**What you will do**: In the blog entry about physics and prelims, what grade does the writer expect to get for physics?

**Page extract**:
============
Wednesday, August 30, 2006

phsyics and prelims

prelims just started. i am hardly halfway here nor there, which puts me in a truly unique position. if i do well, i'm smart. if i don't, i'll just say i didn't study. but the level of difficulty of the tests are really laughable. bloody easy. i think i can get a B for physics. i hope it'll shoot up to an A though. haha.

ok enough bragging and wishful thinking and elevating myself. compared to my class in secondary school, phew! blown away by their hard work and sheer genius man.

anyway my physics teacher had some personal problems, so she couldn't see our class through till after the prelims. hope she comes back though, she's a very good teacher and just, nice. so, you can't just throw my class into the deep end of the pool, although by this time, we should be comfortably threading water. to be blunt and frank, my class's stupid. anyway no matter how good the class is, the school will still employ a relief teacher. and what do we get? the best of the lot!

name: WT, L
teaches: nothing. or at least how to be as screwed up as him.
talks: nonsense. and everything that can be found on the answer sheet.

to think i even thought he did the bloody questions himself. he just bloody copies the answers on the board. damn, it's exactly like paying 200bucks for tuition. even though i've not been to tuition before, i think it's a bloody waste of time and especially waste of money (200 is the market rate right?). anyway that's how i view it. waste of time.

he's screwed up. laughs to himself. and just screwed up. useless.

i didn't do my tutorials (as usual) so he asked me and 2others to stand up. all i did while stnading up was to take the chance to study the tutorial i was supposed to be doing, albeit standing up. unlike the other screwed up classmate having fun answering the big screwed up's questions.

haha so anyway, the 2nd tutorial came and i still hadn't done my work. and even if i did, i wouldn't wnat to go for his lessons. bloody hell some teacher mistook our class for his, so my friend called my friend who was ponning with me, so we went up. nahbeh false alarm. we decided to wait to see if S Up would come but we saw him looking at us from far, so alamak cannot pon. anyway he came in and asked if i did the work. so he asked me in a real screwed up way, 'so can u stand at the back of the class?'

obviously i can! but i don't want to. nothing to gain by listening in also. so i asked if i could get out of the class. he asked me why? is it becoz i can't catch anything he's saying? ya ya ya ya to all that so pheeeeeeeeeeew i was out of the class.

so anyway the last day of lessons was on friday and the only tutorial was physics. haha only 10people came to school that day and only 4took physics. damn screwed. i was really really really deciding on going to his class, just the 4of us and all of usasaying we didn't do or bring our work. haha. then we all walk out together. HAHAHAHA man i tell u! in the end no one turned up, i tihnk. HAHAHA. but i wish my plan was carried out though. haha bastard.

ok anyway happy teachers' day. shit man i was among the less than handful of year2s in school today.

Saturday, August 26, 2006

like father, like son

let me tell you a really sad story. it's a story about bums in singapore and how they will never ever climb the social ladder and remain what they are: bums. i'm not talking about the bums the ladies have. i'm not talking about the buns BreadTalk sells. (hyper inflated prices, in my opinion.) i'm talking about lazy bums. not the lazy bones you and me (mostly me) will occasionally have but the real bums. their mission in life? bumm their way through it. and i tell you, i'm thankful for them, because they make up the cushion in society, so that you and me may piss and shit on them. and should we ever fall from grace, there's a limit; them.
============
**Data provided**:
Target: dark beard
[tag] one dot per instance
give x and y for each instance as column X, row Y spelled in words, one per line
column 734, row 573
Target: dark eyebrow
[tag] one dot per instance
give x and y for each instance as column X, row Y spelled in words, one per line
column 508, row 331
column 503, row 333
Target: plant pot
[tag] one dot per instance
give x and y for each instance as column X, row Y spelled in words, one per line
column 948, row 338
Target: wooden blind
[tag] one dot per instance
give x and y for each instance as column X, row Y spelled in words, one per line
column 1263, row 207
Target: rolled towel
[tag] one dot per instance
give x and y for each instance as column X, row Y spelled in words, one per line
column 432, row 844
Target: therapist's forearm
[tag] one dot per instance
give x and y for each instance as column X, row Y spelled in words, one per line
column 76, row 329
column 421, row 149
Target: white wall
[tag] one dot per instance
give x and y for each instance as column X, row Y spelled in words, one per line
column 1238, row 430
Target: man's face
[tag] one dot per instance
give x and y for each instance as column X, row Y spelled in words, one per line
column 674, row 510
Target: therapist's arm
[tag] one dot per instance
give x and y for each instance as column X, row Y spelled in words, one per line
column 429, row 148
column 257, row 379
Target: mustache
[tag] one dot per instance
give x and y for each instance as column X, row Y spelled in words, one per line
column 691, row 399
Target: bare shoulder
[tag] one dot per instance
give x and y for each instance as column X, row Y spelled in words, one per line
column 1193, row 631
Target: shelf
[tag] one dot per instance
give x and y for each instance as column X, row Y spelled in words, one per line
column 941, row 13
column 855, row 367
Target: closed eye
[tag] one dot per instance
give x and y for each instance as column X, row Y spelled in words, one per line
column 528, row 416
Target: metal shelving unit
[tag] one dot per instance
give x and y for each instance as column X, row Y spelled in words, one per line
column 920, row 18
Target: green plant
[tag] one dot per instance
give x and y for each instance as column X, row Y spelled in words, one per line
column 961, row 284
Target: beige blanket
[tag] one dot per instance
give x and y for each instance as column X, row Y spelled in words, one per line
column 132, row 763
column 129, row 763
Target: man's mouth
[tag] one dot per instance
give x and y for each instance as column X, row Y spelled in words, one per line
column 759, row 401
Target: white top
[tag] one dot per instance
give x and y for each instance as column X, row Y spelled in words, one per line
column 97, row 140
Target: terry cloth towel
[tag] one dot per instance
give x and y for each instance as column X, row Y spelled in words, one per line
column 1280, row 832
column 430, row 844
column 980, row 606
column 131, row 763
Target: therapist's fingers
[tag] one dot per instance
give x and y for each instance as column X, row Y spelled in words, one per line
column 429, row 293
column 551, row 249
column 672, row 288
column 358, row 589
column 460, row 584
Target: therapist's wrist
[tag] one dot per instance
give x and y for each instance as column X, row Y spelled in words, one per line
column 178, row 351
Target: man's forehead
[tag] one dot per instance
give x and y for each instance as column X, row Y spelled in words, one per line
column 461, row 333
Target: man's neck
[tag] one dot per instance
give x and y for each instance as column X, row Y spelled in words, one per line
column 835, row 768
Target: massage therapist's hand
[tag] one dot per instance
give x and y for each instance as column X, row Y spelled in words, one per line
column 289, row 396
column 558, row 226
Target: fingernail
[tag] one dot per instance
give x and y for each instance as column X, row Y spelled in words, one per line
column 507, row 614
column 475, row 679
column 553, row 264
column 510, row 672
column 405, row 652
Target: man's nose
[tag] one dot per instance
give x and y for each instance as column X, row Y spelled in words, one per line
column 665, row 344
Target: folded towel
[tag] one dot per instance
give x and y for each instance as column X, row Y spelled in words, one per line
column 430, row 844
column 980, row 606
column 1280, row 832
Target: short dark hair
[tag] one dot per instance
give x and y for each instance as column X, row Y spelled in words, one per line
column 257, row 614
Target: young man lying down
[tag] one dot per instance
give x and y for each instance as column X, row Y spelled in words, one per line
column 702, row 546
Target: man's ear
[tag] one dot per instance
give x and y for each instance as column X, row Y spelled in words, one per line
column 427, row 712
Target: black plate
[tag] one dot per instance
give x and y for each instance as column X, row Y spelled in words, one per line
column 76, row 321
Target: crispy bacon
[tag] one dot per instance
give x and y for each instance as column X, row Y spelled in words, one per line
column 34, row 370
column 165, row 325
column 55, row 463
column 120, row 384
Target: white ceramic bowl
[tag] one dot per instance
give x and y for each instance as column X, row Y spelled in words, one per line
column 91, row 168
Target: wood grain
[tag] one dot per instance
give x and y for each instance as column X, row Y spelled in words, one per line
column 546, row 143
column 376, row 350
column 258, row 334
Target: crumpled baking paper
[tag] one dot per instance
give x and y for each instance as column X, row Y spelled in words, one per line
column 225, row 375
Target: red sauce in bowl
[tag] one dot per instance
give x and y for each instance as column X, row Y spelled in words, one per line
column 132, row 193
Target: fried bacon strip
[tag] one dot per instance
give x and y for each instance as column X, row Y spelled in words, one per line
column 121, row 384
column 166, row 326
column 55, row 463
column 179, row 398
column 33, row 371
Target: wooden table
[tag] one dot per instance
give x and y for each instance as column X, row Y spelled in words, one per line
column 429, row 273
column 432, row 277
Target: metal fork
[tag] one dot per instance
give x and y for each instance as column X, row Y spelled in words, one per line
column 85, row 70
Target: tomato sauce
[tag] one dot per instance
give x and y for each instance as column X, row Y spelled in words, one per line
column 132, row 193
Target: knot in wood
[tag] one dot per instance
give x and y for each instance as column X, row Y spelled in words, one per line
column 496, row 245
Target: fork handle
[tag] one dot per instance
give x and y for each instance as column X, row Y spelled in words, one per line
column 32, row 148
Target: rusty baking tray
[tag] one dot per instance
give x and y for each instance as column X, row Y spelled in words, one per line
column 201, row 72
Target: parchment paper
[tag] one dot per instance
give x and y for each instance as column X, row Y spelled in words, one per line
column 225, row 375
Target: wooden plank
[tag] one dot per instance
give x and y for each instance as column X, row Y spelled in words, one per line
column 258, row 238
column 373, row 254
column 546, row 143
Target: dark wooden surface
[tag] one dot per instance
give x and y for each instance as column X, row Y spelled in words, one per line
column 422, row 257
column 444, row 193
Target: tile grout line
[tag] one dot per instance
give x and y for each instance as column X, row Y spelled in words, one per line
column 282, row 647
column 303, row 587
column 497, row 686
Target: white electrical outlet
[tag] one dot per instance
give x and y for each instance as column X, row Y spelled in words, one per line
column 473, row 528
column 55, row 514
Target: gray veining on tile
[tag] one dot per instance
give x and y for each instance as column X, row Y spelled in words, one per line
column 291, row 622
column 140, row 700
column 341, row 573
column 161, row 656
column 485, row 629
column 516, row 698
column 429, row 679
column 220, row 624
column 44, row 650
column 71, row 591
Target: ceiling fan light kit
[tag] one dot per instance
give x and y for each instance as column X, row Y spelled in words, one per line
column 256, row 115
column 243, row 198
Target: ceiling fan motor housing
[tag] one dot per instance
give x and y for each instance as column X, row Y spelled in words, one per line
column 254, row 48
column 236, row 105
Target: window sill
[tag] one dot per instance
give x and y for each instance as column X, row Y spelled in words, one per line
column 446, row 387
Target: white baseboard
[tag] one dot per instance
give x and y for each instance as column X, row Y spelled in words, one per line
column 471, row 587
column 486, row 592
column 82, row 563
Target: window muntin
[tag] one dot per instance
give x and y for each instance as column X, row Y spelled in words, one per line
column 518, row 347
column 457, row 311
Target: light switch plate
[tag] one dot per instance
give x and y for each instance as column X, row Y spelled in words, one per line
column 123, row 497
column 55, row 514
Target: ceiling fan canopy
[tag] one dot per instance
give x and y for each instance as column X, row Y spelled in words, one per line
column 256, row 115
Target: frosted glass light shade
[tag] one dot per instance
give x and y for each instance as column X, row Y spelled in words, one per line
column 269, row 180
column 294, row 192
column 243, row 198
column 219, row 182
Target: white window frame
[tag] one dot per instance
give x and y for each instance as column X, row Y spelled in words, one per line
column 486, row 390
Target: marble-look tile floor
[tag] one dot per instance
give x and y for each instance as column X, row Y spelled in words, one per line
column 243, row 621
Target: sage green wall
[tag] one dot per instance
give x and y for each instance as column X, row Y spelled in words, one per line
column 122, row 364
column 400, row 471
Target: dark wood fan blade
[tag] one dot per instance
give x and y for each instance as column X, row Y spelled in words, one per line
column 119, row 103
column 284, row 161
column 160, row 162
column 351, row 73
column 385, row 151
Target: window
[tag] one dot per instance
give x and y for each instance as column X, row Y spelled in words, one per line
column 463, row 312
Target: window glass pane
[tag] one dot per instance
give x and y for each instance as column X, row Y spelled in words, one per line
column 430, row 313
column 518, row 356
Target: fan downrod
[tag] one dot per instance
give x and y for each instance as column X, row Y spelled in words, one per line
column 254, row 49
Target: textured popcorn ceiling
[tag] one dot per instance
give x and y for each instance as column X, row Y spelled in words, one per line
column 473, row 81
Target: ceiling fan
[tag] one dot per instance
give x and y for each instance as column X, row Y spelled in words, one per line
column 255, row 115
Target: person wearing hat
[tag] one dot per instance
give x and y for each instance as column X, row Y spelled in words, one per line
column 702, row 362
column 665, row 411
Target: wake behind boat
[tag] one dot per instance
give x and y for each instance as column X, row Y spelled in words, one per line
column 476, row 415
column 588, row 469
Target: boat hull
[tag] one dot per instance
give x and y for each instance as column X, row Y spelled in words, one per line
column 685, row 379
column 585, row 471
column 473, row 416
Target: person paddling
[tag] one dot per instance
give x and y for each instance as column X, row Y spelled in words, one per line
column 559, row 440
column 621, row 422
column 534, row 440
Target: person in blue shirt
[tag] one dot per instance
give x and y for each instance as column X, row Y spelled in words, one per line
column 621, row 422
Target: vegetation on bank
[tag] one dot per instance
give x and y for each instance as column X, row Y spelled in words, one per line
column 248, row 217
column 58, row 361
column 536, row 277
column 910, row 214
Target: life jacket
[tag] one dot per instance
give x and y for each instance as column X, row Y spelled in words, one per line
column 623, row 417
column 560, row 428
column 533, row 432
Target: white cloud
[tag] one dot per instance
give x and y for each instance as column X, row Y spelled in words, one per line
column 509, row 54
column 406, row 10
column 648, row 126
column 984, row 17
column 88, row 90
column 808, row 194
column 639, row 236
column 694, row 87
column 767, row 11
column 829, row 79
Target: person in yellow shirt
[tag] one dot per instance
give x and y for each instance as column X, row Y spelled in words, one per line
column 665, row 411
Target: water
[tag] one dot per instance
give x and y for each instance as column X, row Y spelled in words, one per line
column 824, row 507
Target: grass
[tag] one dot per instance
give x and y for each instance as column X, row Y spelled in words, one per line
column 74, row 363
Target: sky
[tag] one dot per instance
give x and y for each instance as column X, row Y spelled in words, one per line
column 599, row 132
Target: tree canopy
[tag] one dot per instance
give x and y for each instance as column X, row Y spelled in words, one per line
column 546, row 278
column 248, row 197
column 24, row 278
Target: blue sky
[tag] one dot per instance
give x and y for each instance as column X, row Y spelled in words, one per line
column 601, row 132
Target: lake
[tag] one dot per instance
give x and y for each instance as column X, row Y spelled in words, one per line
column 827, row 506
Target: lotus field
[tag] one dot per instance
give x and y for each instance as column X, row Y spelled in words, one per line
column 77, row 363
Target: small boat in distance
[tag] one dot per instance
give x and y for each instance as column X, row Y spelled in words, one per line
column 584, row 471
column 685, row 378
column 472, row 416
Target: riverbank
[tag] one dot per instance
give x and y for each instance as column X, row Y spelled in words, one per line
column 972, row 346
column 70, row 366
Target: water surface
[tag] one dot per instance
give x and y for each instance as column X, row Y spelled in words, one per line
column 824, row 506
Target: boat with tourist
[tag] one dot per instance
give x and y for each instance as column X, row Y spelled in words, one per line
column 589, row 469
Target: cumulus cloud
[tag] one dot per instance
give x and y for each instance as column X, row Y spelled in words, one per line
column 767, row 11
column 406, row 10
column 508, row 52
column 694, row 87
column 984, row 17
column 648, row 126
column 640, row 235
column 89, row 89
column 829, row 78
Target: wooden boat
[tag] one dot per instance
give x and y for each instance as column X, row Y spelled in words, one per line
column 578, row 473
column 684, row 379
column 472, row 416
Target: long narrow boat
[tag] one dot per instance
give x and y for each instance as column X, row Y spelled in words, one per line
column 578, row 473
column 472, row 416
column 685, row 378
============
**Task output**: A B, with hopes that it will rise to an A.